• _Exercise_
Locate every line in the entries below that contains the string "bottom" and copy each such line.

• _Records for this task_
▬▬▬▬▬▬▬▬▬▬
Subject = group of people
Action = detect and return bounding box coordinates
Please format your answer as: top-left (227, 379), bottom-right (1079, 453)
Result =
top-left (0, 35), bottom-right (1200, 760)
▬▬▬▬▬▬▬▬▬▬
• _Result_
Please format your answer as: top-left (227, 379), bottom-right (1079, 453)
top-left (0, 35), bottom-right (1200, 760)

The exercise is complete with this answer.